By Wang Ying (China Daily)
Updated: 2005-03-24 07:19

China's retail gasoline prices increased 8 per cent yesterday, the first rise since last August, in a bid to boost the oil refiners' profit margins, said industry sources.

The world's second-largest oil consumer after the United States increased mean retail gasoline prices by 300 yuan (US$36) a ton, but kept retail diesel prices unchanged at around 3,830 yuan (US$461).

Service stations can charge the final pump price within an 8 per cent range of the mean rates, far below the cost of motor fuel in most developed Asian countries. The new prices are still about one-third of pump prices in Singapore, according to a Reuters report.

Sources from the Beijing oil branch of Sinopec, Asia's largest oil refiner, said the retail 90-octane gasoline price in the capital city rose 0.25 yuan (3 US cents) per litre to 3.67 yuan (44 US cents) per litre. Price hikes for other types of retail gasoline also averaged 0.25 yuan (3 US cents) per litre.

Officials from the National Development and Reform Commission, said yesterday the government's decision not to change the diesel price was to protect the interests of end-users in the farming and construction sectors.

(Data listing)

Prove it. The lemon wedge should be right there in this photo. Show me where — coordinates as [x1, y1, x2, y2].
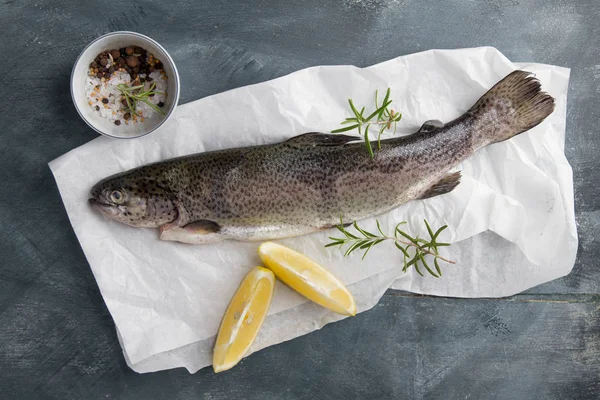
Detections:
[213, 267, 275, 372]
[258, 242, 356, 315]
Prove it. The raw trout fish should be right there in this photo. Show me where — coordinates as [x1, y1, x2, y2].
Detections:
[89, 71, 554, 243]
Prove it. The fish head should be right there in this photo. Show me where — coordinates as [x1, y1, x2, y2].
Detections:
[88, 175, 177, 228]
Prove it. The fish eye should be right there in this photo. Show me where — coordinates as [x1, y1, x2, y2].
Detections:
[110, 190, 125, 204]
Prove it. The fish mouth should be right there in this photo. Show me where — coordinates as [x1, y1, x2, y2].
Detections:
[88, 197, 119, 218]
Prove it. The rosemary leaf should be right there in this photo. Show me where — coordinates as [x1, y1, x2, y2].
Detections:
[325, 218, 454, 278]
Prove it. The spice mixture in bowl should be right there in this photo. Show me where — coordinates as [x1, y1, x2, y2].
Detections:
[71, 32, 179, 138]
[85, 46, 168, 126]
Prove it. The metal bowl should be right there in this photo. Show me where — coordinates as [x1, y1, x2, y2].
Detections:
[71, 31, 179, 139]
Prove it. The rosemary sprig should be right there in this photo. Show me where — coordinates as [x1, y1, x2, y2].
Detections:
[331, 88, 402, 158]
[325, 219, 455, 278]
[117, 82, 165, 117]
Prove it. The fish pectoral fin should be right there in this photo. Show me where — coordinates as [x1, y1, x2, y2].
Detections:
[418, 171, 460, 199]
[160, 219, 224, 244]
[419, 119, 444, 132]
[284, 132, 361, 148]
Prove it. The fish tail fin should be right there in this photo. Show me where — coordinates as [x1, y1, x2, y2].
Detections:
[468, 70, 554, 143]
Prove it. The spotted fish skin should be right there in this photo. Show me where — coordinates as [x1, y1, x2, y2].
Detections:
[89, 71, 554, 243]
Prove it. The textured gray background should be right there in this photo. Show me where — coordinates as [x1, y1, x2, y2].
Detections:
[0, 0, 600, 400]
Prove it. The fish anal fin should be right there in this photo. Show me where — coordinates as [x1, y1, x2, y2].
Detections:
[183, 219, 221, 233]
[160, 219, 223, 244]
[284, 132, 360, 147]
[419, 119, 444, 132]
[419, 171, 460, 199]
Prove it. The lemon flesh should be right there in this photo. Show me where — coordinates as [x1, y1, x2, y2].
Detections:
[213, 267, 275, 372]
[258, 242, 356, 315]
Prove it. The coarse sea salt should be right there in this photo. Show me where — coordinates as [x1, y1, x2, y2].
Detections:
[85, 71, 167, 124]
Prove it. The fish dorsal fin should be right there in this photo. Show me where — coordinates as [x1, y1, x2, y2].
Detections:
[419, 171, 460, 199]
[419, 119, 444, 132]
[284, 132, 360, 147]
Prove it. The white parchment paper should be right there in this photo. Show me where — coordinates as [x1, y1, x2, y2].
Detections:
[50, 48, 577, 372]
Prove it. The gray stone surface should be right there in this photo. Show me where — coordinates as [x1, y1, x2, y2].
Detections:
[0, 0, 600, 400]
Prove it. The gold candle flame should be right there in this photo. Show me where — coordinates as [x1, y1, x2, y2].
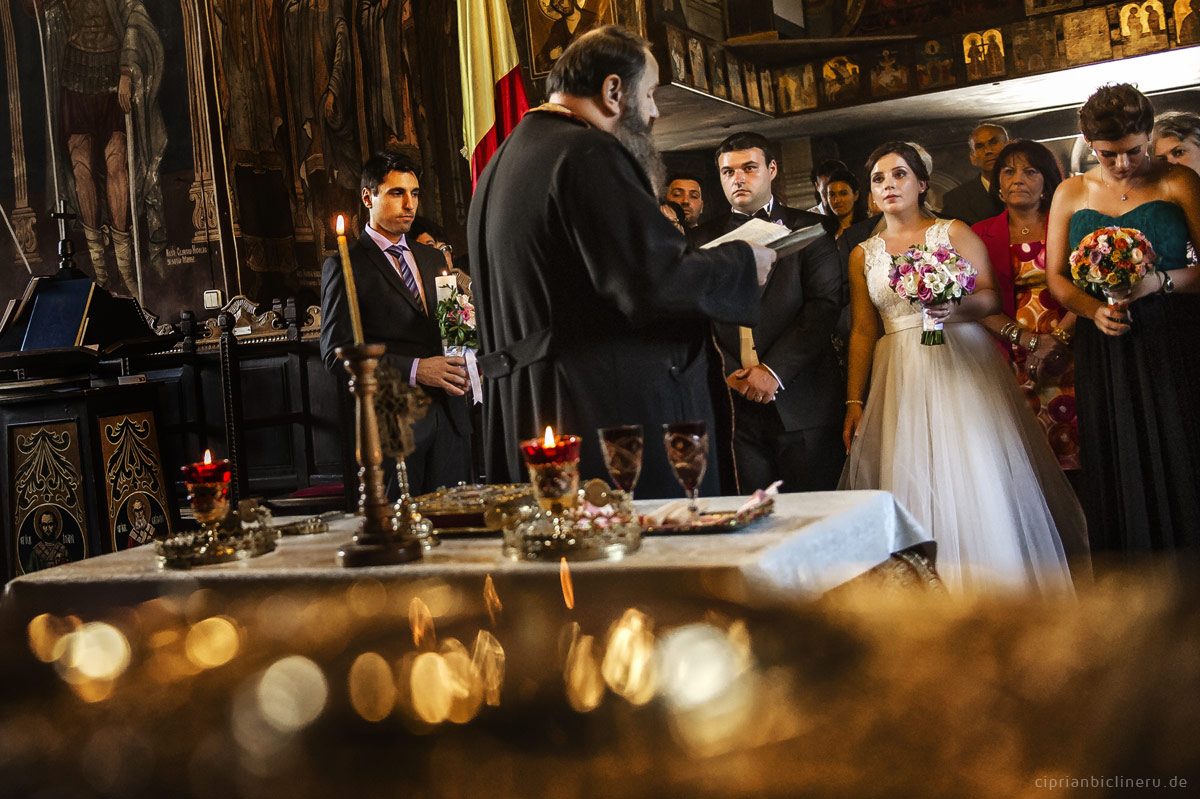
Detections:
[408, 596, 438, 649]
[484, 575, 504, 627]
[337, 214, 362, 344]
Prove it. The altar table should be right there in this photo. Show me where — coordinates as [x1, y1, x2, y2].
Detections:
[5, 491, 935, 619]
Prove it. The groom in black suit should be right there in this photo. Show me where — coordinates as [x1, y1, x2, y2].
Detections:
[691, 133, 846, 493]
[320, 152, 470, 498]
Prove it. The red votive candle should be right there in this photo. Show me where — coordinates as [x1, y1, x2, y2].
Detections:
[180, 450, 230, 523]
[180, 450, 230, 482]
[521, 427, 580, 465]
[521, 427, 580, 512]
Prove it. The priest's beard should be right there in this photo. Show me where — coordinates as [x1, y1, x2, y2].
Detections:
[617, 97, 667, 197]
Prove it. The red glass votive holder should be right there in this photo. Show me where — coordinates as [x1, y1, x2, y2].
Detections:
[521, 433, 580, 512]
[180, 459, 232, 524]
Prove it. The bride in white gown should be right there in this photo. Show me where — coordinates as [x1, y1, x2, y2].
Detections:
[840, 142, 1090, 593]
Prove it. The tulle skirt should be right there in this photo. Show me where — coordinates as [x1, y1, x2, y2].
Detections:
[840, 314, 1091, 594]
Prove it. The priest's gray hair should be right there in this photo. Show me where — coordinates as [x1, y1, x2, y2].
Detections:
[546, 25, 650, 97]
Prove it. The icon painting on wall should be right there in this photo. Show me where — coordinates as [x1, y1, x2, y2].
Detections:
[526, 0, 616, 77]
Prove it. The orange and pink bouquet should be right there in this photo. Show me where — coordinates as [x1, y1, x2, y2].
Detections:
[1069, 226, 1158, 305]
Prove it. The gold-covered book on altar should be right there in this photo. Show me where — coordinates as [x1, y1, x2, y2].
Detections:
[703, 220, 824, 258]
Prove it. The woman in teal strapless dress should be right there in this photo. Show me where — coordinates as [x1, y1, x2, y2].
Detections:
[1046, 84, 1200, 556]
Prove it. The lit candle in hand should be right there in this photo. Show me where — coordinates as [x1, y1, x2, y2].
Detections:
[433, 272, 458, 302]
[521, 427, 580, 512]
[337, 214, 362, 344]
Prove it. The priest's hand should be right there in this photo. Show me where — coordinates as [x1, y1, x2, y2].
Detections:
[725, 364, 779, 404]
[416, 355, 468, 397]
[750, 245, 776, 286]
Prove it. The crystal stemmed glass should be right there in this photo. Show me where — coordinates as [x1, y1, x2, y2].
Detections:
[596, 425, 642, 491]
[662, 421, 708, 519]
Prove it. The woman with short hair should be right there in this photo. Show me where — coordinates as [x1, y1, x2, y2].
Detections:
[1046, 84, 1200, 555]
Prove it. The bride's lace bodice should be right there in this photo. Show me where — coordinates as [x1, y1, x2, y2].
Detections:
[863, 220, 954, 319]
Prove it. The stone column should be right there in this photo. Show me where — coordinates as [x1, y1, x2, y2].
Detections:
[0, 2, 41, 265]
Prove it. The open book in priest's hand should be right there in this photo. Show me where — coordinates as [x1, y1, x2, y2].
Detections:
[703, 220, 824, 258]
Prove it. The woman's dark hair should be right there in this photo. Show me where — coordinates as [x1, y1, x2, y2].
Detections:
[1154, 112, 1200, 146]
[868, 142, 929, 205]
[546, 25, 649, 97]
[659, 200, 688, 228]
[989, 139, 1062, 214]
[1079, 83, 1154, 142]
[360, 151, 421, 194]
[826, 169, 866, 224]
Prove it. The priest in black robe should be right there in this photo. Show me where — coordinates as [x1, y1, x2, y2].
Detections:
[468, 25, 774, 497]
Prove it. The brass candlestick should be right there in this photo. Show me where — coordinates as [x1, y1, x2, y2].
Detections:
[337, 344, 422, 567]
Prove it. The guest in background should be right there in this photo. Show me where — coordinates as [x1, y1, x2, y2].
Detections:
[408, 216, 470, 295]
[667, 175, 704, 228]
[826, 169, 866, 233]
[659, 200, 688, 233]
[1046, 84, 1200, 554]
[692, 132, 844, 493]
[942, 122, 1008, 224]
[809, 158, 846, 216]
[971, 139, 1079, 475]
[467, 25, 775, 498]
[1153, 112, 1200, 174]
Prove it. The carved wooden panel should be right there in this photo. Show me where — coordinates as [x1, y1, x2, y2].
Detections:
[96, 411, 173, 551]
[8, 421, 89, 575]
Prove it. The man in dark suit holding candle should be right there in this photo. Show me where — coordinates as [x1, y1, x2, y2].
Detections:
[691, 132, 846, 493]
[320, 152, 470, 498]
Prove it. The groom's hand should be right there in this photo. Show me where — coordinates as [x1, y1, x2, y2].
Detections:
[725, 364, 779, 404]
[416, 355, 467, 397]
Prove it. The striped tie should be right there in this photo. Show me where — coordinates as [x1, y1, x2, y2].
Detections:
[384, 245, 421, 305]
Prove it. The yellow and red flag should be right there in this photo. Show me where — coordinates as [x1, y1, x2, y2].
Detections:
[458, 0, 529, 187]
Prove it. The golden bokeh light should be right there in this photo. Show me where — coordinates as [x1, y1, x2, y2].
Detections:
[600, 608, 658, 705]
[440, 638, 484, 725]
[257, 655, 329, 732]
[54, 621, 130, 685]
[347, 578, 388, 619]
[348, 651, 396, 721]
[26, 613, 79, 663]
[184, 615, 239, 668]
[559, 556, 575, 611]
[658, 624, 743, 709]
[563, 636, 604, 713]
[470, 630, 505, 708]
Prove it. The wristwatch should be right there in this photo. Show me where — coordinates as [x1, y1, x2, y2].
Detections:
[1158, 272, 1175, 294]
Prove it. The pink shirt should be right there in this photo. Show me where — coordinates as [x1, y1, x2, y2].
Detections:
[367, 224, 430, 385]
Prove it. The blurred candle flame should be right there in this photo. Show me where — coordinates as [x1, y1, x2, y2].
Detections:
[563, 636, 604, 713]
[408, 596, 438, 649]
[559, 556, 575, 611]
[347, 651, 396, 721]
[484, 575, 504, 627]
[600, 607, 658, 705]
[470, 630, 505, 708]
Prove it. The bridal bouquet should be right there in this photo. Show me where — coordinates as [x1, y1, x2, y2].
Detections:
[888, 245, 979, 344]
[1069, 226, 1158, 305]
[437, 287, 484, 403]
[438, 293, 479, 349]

__Things to do__
**1.** How would you render this sentence from the gasoline price article in Spanish: "The world's second-largest oil consumer after the United States increased mean retail gasoline prices by 300 yuan (US$36) a ton, but kept retail diesel prices unchanged at around 3,830 yuan (US$461)."
**2.** Could you extract the lines of the data listing starting with the line that contains "Prove it. The priest's beard" and going on through the line that contains "[863, 220, 954, 319]"?
The gasoline price article and the data listing are separate material.

__Answers for the exercise__
**1.** El segundo mayor consumidor de petróleo del mundo, después de Estados Unidos, aumentó los precios medios de la gasolina al por menor en 300 yuanes (US$36) por tonelada, pero mantuvo sin cambios los precios del diésel al por menor, en torno a 3.830 yuanes (US$461).

**2.**
Prove it. The priest's beard should be right there in this photo. Show me where — coordinates as [x1, y1, x2, y2].
Detections:
[617, 97, 667, 197]
Prove it. The red glass votive holder should be right there in this photo. Show me where — coordinates as [x1, y1, x2, y2].
Detections:
[521, 433, 580, 512]
[180, 459, 232, 524]
Prove it. The bride in white gown should be right there in this photo. Show me where — coordinates as [x1, y1, x2, y2].
Detections:
[840, 142, 1090, 593]
Prove it. The tulle skirt should be right there in this photo. Show me where — coordinates as [x1, y1, x2, y2].
Detections:
[840, 314, 1091, 594]
Prove it. The priest's gray hair should be right there in this photo. Show me where — coordinates as [x1, y1, x2, y2].
Detections:
[546, 25, 650, 97]
Prove it. The icon painting on wall should be right there in this photo. Show me where — coordinates as [x1, y1, x2, y2].
Detections:
[526, 0, 616, 77]
Prove it. The orange and pink bouquet should be right there in this photo. Show me where — coordinates as [x1, y1, x2, y2].
Detections:
[1069, 226, 1158, 305]
Prove it. The gold-covered book on altar should be right there in this photo. Show me where — coordinates as [x1, y1, x2, y2].
Detections:
[703, 220, 824, 258]
Prove it. The woman in teal strapless dress should be right there in this photo. Show me where — coordinates as [x1, y1, x2, y2].
Detections:
[1046, 84, 1200, 556]
Prove it. The lit candle in hand should be right there in this photo. Show me where — coordinates as [x1, y1, x2, y2].
Detections:
[433, 272, 458, 302]
[521, 427, 580, 512]
[337, 214, 362, 344]
Prove it. The priest's hand should be right there in this photo. Show me where — coordinates as [x1, y1, x2, y2].
Detections:
[725, 364, 779, 404]
[416, 355, 468, 397]
[750, 245, 776, 286]
Prove it. The crystal stemmed glass should be right there in this photo. Show me where — coordinates as [x1, y1, x2, y2].
Detections:
[596, 425, 642, 491]
[662, 421, 708, 519]
Prove it. The woman with short hair should be right there in this photo. Show me where — coordinates as [x1, y1, x2, y2].
Detections:
[1046, 84, 1200, 555]
Prove it. The bride's lace bodice should be right there in this photo. Show me where — coordinates as [x1, y1, x2, y2].
Detections:
[863, 220, 954, 319]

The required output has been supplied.